## Start Data section

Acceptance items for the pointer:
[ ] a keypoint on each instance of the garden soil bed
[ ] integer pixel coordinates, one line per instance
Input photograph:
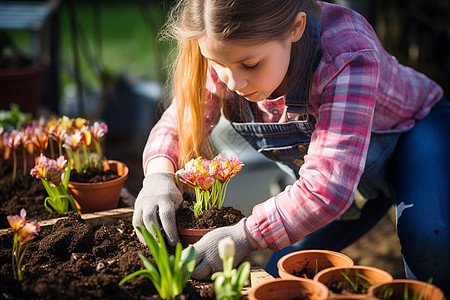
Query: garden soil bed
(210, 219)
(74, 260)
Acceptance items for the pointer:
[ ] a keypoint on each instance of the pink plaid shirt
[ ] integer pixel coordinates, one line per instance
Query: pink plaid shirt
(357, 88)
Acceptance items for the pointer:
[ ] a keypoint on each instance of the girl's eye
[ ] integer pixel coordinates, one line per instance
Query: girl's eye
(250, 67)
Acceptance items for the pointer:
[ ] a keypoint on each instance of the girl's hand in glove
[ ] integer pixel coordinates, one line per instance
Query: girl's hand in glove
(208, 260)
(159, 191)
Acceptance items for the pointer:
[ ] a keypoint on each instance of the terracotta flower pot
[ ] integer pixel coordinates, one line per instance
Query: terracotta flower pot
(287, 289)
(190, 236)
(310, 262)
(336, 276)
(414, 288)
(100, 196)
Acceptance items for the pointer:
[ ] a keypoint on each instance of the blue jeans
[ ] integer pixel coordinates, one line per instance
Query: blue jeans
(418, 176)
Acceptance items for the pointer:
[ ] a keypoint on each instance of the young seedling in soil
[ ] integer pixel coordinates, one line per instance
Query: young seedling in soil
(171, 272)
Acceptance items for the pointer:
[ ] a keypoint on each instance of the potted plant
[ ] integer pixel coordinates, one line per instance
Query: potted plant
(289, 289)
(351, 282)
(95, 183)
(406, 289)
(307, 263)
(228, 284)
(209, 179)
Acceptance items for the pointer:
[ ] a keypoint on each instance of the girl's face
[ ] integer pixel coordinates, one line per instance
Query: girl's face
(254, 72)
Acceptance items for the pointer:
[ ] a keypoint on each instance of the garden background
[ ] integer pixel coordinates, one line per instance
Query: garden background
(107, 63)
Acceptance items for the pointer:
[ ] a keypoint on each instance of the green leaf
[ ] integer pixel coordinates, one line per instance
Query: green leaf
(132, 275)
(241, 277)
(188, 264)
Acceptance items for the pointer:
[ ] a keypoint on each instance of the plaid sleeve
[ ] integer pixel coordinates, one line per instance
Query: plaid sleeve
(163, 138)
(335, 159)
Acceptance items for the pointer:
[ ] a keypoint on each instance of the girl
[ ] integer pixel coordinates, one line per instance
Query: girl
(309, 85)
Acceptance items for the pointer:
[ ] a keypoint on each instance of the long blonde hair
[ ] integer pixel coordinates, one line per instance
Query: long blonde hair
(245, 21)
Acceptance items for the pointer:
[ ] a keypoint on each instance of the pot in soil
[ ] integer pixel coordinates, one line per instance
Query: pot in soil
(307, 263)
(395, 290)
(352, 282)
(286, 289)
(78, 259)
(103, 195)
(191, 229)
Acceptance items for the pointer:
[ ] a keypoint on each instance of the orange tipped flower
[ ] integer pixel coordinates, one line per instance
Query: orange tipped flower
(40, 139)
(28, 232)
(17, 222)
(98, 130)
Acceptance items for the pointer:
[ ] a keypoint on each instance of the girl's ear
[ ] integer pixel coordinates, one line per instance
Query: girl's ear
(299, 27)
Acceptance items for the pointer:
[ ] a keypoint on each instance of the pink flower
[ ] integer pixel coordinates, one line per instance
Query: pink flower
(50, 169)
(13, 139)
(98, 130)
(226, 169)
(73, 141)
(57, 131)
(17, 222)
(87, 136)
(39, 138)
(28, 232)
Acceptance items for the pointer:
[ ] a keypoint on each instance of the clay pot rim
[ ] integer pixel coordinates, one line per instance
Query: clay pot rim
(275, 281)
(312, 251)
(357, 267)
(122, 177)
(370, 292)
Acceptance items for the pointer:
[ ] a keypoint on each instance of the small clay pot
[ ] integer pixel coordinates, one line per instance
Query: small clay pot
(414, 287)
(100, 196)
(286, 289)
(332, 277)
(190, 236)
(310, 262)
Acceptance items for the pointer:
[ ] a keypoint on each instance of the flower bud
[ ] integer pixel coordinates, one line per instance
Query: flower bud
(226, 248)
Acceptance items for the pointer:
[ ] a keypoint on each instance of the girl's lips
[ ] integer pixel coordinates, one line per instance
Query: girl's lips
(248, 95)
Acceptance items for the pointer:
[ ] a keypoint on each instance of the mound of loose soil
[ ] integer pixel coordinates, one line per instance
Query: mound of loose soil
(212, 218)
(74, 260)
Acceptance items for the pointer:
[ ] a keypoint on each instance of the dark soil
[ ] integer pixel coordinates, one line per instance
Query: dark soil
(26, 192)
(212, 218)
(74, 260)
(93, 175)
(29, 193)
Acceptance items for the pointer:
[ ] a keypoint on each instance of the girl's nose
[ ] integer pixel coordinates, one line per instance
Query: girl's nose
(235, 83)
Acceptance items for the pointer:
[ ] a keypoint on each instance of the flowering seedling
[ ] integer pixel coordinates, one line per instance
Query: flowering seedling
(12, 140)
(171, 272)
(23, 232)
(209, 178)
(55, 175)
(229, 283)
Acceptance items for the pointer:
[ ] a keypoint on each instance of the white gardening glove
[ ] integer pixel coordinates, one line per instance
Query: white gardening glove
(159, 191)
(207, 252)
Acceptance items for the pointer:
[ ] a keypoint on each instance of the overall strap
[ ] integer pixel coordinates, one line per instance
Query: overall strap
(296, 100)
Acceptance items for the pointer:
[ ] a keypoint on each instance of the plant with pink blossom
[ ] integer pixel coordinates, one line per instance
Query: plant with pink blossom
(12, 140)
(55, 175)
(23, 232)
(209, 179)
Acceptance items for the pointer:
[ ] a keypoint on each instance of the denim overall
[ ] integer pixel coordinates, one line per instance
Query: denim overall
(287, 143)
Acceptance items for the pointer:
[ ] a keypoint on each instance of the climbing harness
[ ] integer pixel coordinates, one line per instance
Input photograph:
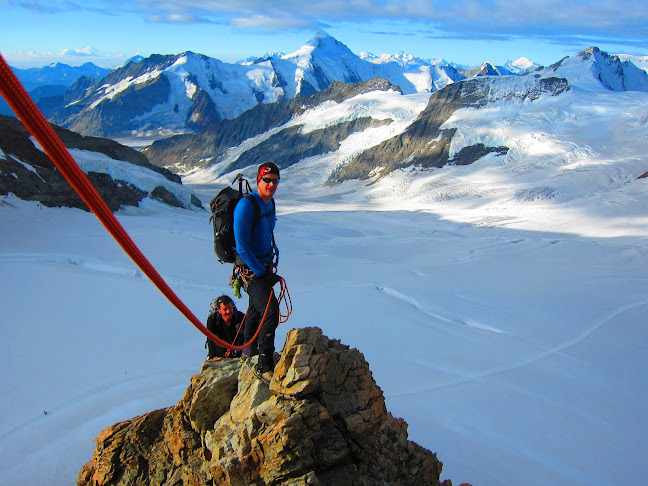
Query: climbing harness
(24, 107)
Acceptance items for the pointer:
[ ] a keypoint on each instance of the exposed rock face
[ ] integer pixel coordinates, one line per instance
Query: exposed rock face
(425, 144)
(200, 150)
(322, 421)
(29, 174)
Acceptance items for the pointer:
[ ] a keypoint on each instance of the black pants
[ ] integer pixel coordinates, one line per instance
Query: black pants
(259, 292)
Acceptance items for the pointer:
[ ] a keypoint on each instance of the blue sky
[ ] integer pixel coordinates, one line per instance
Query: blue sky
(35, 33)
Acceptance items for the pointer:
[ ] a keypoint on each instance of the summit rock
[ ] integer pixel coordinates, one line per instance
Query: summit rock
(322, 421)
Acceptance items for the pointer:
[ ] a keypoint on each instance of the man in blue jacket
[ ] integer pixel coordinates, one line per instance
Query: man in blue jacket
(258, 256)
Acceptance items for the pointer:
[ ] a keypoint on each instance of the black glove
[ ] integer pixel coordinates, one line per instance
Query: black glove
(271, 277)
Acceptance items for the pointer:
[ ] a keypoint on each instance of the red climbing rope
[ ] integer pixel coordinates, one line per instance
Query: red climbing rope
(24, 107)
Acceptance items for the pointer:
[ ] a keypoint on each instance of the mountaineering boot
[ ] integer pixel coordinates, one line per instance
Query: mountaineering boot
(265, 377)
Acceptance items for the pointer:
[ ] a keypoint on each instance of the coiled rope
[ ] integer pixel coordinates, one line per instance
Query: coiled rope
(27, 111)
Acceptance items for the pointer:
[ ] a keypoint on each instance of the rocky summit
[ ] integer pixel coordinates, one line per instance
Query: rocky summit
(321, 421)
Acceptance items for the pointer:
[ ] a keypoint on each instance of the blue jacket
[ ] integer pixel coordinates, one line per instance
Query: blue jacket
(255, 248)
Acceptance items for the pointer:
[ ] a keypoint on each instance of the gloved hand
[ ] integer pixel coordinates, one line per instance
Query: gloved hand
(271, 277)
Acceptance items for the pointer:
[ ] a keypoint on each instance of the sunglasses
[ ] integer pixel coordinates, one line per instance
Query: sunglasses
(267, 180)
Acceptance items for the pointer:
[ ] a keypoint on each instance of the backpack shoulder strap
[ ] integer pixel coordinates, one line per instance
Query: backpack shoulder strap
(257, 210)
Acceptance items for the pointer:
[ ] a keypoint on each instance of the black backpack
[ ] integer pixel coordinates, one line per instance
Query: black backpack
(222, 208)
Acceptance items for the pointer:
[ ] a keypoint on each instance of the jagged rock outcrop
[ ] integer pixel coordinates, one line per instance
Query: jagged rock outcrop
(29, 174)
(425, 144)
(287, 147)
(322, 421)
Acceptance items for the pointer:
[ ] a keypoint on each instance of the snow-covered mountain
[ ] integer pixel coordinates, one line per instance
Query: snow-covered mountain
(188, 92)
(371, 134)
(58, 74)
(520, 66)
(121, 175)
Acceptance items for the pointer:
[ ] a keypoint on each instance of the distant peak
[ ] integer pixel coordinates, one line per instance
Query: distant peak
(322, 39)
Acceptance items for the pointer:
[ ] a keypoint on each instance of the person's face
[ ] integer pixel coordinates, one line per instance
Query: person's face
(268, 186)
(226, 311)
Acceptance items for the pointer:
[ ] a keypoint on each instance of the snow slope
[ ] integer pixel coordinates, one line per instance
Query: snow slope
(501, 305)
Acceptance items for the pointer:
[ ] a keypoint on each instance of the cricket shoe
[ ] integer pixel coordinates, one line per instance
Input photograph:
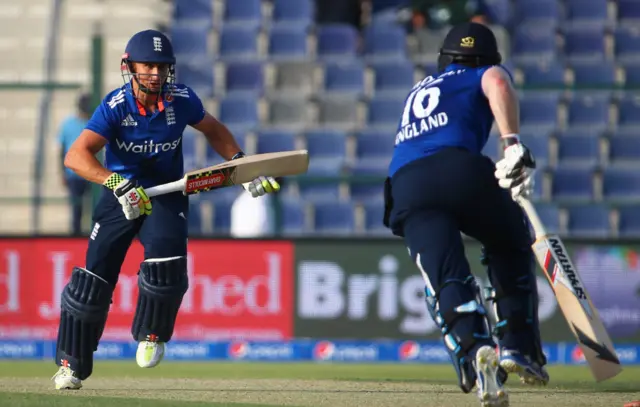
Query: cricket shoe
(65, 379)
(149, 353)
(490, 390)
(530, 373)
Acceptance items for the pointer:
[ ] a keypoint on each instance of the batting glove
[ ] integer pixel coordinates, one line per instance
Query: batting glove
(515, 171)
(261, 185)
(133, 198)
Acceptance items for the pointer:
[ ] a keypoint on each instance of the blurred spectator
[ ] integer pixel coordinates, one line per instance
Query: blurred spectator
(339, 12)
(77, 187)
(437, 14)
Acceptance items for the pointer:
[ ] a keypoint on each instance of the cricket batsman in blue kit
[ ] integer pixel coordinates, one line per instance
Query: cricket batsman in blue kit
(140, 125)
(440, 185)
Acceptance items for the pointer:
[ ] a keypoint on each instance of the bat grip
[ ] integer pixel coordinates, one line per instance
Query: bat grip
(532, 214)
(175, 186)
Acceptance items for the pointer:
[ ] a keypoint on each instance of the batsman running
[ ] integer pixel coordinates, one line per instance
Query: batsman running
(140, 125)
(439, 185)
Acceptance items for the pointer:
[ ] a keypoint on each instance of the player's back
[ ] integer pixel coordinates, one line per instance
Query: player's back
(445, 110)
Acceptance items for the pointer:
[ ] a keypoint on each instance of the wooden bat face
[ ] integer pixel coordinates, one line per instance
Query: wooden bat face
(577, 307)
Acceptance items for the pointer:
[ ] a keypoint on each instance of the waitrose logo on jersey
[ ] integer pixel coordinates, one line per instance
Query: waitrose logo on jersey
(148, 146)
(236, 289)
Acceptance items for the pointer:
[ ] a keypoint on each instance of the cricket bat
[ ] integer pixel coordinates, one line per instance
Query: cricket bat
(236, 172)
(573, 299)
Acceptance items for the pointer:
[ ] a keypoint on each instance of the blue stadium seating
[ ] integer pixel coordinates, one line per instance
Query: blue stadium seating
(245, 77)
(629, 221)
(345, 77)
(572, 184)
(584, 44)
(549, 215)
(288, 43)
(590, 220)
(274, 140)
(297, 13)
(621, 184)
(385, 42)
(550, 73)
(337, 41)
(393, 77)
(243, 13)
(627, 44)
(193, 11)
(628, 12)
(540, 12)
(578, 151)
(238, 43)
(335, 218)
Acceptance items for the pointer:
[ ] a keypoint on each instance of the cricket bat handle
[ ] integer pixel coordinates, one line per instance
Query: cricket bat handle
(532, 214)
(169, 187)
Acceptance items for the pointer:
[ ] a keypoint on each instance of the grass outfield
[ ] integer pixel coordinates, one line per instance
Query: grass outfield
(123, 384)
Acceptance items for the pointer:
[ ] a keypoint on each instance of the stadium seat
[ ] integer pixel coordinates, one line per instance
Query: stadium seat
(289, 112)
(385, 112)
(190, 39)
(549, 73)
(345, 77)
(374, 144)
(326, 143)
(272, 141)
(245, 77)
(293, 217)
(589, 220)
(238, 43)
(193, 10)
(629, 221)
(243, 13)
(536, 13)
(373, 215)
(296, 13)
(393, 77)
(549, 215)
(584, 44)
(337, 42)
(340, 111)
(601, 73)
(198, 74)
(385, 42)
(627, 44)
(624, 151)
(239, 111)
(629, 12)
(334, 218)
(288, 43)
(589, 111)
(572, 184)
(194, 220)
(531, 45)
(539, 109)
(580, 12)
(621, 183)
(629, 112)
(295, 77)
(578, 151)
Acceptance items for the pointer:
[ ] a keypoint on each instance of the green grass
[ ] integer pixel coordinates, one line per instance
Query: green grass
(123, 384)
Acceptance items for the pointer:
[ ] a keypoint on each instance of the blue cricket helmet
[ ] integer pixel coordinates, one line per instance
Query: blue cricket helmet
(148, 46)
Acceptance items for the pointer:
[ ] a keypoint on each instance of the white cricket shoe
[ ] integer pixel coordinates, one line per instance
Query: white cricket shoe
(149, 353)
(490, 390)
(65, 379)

## End Data section

What the exercise asks
Report each line of the data above that contains the string "with". Treat uppercase and lowercase as different.

Correct result
[ ] a keypoint on each instance of the plant with pink blossom
Query: plant with pink blossom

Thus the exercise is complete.